■ AIM OF THE TASK
Lay out the records as a JSON list of strings, one string per line and no blank lines. Start at the first line of the records and stop after the line containing "(671, 1243)".

Source records:

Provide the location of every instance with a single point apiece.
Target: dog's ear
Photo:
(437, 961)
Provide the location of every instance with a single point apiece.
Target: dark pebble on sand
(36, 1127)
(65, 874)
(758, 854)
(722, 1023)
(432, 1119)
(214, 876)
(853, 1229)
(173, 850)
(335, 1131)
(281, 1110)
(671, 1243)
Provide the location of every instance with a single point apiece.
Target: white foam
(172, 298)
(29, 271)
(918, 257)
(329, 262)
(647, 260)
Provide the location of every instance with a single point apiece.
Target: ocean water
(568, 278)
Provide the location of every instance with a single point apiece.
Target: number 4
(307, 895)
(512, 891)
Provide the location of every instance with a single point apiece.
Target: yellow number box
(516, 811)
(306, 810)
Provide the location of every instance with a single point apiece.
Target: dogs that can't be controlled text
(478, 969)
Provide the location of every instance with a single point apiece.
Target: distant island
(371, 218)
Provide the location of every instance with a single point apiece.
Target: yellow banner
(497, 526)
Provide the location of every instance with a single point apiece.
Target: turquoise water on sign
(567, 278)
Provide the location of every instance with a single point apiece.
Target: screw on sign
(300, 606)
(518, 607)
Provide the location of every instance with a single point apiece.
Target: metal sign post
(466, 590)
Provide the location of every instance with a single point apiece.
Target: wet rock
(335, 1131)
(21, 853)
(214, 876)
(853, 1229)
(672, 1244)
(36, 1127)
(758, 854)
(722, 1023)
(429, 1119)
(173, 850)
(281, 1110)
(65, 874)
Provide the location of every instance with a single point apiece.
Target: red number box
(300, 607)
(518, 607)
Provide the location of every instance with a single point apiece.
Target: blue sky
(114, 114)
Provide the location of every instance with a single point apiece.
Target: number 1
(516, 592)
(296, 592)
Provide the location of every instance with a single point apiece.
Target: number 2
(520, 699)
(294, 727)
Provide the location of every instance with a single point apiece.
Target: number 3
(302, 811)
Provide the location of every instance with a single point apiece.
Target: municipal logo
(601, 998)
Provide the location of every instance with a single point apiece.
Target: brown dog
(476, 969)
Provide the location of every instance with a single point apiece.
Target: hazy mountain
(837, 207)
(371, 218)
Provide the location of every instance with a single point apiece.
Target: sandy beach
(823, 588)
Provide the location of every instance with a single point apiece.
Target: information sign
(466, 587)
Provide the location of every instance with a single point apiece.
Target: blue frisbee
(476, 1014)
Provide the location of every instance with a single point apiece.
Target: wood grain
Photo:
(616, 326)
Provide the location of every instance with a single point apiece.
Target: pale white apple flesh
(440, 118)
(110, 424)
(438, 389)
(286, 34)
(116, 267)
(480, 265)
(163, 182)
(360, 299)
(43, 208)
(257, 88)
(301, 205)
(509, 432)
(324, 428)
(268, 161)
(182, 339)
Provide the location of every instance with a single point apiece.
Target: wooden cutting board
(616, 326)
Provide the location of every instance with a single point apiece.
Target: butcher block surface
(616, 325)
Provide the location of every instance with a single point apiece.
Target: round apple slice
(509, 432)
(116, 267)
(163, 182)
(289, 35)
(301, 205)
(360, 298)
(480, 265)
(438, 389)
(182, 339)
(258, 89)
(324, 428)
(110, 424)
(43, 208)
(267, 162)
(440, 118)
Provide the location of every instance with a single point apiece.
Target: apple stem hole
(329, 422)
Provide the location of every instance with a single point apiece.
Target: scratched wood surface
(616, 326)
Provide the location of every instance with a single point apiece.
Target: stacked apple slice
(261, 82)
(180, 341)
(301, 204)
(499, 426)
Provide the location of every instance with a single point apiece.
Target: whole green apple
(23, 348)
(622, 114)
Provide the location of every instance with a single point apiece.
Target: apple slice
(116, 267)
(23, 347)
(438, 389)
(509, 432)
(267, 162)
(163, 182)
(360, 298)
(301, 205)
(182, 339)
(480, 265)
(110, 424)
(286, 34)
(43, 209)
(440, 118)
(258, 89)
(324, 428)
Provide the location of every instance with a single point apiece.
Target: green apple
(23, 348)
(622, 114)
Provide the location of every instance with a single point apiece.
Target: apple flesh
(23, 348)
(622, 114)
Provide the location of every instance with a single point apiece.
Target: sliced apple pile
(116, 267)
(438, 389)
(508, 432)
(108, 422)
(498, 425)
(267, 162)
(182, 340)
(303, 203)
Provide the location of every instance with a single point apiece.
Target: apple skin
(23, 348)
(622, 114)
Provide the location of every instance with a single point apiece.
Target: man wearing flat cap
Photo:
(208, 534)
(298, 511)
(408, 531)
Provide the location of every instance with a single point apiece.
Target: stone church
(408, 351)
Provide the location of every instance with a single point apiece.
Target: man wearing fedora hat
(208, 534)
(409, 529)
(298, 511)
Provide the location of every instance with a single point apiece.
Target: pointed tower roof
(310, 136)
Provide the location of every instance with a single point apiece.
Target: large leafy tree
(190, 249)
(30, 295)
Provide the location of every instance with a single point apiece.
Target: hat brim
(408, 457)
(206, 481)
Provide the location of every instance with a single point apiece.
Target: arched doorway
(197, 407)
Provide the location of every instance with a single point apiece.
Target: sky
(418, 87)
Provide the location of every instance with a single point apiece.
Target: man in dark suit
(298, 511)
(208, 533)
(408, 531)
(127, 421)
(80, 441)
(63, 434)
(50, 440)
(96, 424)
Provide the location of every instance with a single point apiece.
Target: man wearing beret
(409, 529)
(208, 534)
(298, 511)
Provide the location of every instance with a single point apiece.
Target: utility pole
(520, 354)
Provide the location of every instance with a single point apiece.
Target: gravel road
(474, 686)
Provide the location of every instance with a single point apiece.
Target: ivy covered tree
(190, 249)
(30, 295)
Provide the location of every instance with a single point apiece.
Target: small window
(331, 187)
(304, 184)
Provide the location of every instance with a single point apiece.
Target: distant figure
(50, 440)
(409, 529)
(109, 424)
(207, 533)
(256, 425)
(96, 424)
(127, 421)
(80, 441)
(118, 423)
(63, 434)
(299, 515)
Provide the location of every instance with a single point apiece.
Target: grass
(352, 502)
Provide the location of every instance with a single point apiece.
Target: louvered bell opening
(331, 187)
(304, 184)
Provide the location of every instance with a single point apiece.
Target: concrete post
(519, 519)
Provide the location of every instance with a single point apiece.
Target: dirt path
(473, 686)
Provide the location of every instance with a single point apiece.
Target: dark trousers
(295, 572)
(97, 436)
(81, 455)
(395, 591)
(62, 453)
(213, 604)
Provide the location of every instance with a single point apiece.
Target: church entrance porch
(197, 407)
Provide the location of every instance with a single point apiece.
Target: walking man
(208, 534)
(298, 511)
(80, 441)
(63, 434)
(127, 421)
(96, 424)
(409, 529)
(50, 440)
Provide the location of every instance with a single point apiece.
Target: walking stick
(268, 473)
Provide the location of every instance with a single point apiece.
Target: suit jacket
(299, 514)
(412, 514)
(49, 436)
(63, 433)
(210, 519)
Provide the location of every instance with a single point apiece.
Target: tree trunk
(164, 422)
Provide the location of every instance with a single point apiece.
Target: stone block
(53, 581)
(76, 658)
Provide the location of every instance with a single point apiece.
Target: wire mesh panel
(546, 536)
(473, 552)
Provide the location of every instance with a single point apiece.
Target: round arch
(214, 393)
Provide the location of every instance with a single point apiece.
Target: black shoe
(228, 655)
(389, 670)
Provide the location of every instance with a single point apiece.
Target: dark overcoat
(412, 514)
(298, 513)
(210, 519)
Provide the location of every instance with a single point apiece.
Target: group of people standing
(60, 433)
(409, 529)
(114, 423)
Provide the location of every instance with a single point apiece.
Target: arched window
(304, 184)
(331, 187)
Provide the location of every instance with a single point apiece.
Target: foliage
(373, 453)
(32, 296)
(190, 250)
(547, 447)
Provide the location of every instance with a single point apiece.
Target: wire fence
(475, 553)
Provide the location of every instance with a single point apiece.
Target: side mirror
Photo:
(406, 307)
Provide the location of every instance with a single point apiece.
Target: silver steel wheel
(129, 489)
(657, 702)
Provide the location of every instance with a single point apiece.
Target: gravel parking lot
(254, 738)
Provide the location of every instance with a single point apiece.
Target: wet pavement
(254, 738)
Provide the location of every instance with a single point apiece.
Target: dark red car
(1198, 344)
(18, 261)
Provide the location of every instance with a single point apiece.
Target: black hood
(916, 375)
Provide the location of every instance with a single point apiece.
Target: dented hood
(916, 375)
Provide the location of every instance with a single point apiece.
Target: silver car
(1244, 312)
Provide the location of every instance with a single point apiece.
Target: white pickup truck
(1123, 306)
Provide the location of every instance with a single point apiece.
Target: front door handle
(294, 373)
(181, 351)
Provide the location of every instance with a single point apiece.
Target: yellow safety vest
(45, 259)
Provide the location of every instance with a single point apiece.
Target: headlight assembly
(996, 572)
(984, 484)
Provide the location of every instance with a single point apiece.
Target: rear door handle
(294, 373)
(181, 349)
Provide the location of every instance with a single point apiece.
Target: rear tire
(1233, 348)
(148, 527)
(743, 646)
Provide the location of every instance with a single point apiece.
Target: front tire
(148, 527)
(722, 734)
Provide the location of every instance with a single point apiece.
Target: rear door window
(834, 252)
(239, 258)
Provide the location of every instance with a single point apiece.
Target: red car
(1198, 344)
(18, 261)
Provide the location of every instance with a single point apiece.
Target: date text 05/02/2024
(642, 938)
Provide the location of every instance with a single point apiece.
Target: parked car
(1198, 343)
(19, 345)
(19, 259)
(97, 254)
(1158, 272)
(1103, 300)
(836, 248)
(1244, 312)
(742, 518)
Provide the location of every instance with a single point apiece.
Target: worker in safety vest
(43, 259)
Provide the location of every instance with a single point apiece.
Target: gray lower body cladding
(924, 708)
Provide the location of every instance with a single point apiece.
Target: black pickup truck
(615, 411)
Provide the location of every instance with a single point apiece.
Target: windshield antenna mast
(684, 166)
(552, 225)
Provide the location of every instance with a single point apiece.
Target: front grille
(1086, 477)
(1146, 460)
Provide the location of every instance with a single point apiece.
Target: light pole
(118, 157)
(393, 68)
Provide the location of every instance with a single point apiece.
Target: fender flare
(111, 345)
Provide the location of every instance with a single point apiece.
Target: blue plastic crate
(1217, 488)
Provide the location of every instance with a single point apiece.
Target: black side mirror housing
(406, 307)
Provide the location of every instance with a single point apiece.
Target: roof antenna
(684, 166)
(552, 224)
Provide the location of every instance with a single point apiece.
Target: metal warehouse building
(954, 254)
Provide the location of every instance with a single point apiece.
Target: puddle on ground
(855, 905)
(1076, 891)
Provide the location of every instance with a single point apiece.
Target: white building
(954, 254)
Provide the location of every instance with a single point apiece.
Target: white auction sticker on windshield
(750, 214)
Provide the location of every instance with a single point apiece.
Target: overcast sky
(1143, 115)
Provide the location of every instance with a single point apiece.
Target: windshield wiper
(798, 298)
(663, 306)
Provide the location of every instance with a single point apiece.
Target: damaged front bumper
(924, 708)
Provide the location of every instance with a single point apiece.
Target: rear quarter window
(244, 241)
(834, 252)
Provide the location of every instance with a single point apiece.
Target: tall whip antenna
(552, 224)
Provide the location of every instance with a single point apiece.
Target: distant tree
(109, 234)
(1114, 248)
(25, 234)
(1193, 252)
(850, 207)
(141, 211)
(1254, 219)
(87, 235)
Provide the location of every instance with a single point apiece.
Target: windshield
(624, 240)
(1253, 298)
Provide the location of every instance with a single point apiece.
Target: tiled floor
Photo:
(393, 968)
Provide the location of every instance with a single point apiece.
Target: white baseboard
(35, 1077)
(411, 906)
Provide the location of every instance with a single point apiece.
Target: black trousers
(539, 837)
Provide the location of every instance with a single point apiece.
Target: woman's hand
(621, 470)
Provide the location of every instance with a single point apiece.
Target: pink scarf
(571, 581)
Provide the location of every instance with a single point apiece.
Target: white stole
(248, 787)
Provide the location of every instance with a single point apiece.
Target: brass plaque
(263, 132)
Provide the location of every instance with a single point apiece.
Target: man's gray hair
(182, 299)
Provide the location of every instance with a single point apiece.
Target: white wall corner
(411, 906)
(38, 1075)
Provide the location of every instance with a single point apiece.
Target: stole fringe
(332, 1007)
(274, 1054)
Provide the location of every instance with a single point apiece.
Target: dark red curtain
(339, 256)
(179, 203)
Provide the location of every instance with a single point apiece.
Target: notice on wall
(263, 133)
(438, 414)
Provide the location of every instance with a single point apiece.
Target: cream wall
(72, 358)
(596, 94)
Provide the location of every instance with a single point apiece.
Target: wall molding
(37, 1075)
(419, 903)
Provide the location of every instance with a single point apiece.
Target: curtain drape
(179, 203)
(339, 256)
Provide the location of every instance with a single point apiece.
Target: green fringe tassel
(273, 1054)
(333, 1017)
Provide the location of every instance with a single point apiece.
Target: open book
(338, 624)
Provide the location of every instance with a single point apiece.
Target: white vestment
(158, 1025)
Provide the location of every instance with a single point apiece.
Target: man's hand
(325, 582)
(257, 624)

■ SOLUTION
[
  "Provide the location of every instance with a single point apiece.",
  "Target: dog's ear",
  "Photo:",
  "(437, 961)",
  "Provide the location of every instance with a single point apiece.",
  "Target: dark pebble on sand",
  "(36, 1127)",
  "(65, 874)",
  "(758, 854)",
  "(722, 1023)",
  "(432, 1119)",
  "(214, 876)",
  "(853, 1229)",
  "(173, 850)",
  "(335, 1131)",
  "(281, 1110)",
  "(671, 1243)"
]